■ **Text**:
I also really liked this profile on Rutgers’ Eric LeGrand who was paralyzed in a game against Army in 2010. David Epstein doesn’t focus on his time as a player, or even the injury specifically, but the inspiration he’s sought since then. The story after the injury is almost more important here because it shows that LeGrand never gave up — he still believes he will one day walk again. This profile highlights why LeGrand is an inspiration to the sport.

Sports Not Just a Hobby for Jordan

By Elizabeth Grimsley

For sophomore Jamari Jordan, sports aren’t just a hobby. They’re an addiction.

“I want to quit,” Jordan said. “I really do, but I just can’t. I go to AA meetings for Georgia football because they’re my addiction.”

Jordan’s obsession stems from his dad who would wake up early on the weekends for a full day of football.

“He was the hugest Miami Hurricanes fan,” Jordan said. “It sickened my stomach how much he liked Miami. They was very dominant at this point, winning national championships every year. So on Saturday he was calm, he was cool on the couch and he was talking trash.”

However, Jordan also experience the heartbreak that sports can often bring.

“On Sundays, it was the exact opposite,” Jordan said. “He wasn’t a saint — we’ll just put it that way. A lot of curse words were said on Sundays watching the Falcons because Dan Reeves was the coach, and my father hated Dan Reeves with a passion.”

After a failing at his attempt to play baseball in first grade, Jordan turned from playing on the field to watching on the couch.

“Our baseball team was awful,” Jordan said. “We were the Bad News Bears before Bad News Bears. We were a disgrace. After that I was like, ‘You know what? I’m done.’ That turned be to the other side of sports, watching sports as a spectator and now as a journalist.”

Watching his dad become so passionate about certain teams also contributed to a desire to get in on the fun too. So Jordan began to look for a team of his own, leading him to the Colts.

“The Colts were my first love,” Jordan said. “Peyton Manning’s the greatest — that’s just a fact.”

As Jordan grew older, merely watching sporting events wasn’t enough.

“I started off just watching the sports and the different sporting events,” Jordan said. “But then I started watching the greatest thing ever created in my life, and that’s ESPN. Twenty four hours of sports? Are you serious?”

But it was more than that. Watching Chris Burman and Stephen A. Smith sparked Jordan’s interest in the production side of things, eventually leading him to be the aspiring journalist he is today.

“I wanted to be Stephen A. Smith, battling Skip Bayless and telling him why he’s asinine, asi-ten, asi-eleven, asi-twelve,” Jordan said. “Then I realized being in front of the camera is fun, but telling the story of it behind the camera is even more interesting.”

Whether it’s watching with his dad on the couch or covering it on the field, Jordan has a passion for sports that can’t be diminished.

“I just can’t walk away,” Jordan said. “They’re my addiction. I just can’t get over it.”

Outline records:
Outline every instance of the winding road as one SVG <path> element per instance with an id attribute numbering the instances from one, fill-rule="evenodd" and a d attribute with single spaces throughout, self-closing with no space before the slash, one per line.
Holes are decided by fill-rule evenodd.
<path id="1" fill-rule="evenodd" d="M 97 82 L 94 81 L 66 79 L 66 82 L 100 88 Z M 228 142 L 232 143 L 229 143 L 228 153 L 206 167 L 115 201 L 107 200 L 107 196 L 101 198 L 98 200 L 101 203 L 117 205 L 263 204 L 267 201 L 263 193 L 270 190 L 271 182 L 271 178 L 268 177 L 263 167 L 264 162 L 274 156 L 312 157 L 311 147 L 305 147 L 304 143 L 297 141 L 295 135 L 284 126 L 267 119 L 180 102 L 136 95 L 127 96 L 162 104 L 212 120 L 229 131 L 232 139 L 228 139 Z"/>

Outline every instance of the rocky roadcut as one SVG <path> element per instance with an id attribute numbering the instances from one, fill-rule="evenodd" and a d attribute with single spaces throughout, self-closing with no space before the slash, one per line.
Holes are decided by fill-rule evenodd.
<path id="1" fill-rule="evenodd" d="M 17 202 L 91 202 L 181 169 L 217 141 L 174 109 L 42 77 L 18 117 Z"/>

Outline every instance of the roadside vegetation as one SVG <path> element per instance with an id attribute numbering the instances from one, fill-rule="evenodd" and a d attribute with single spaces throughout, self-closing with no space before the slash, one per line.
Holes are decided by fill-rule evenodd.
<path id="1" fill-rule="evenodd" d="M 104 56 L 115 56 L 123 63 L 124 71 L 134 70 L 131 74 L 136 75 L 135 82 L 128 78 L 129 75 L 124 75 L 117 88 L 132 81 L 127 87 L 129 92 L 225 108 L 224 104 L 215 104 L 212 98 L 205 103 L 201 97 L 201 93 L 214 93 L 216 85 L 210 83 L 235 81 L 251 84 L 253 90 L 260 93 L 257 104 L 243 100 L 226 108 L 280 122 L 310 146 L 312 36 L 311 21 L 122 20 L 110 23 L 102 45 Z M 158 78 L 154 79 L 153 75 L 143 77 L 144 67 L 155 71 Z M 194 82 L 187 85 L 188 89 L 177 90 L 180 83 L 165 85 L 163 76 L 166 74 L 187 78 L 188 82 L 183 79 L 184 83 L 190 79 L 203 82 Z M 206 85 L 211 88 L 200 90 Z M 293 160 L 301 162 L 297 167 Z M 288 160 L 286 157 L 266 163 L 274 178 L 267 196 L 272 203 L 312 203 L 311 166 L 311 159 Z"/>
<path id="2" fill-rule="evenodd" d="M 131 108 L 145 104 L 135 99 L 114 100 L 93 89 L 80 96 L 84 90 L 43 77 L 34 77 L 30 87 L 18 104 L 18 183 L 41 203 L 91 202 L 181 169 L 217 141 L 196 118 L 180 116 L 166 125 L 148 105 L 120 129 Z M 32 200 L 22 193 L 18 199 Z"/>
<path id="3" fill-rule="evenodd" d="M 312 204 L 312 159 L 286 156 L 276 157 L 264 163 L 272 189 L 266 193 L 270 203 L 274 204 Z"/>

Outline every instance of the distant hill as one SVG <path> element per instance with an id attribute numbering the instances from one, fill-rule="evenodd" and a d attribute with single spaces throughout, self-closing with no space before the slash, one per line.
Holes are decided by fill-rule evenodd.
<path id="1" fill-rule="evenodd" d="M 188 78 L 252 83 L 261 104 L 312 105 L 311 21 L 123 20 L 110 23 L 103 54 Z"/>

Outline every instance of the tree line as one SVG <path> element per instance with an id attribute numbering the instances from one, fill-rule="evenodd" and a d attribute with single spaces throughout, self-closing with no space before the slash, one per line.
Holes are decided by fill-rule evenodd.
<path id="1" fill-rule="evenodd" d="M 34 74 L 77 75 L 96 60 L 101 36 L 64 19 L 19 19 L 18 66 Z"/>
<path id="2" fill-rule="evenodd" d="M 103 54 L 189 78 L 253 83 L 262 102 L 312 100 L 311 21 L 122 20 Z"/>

■ **Brief A**:
Answer these questions about the sports text:
(i) Which team was Jordan's father the hugest fan of?
(ii) Which team does Jordan call his first love?
(iii) In what year was Eric LeGrand paralyzed in a game against Army?
■ **Brief B**:
Echo the records line for line, starting at their first line and stopping after the line that contains "17 202 L 91".

■ **Written solution A**:
(i) The Miami Hurricanes
(ii) The Colts
(iii) 2010

■ **Written solution B**:
Outline every instance of the winding road as one SVG <path> element per instance with an id attribute numbering the instances from one, fill-rule="evenodd" and a d attribute with single spaces throughout, self-closing with no space before the slash, one per line.
Holes are decided by fill-rule evenodd.
<path id="1" fill-rule="evenodd" d="M 97 82 L 94 81 L 66 79 L 66 82 L 100 88 Z M 228 142 L 232 143 L 229 143 L 228 153 L 206 167 L 115 201 L 107 200 L 107 196 L 101 198 L 98 200 L 101 203 L 117 205 L 263 204 L 267 201 L 263 193 L 270 190 L 271 182 L 271 178 L 268 177 L 263 167 L 264 162 L 274 156 L 312 157 L 311 147 L 305 147 L 304 143 L 297 141 L 295 135 L 284 126 L 267 119 L 180 102 L 136 95 L 127 96 L 162 104 L 212 120 L 229 131 L 232 139 L 228 139 Z"/>

Outline every instance of the rocky roadcut as one SVG <path> element per instance with an id attribute numbering the instances from one, fill-rule="evenodd" and a d attribute with single spaces throughout, self-closing with no space before the slash, one per line.
Holes are decided by fill-rule evenodd.
<path id="1" fill-rule="evenodd" d="M 17 202 L 91 202 L 181 169 L 217 141 L 174 109 L 42 77 L 18 117 Z"/>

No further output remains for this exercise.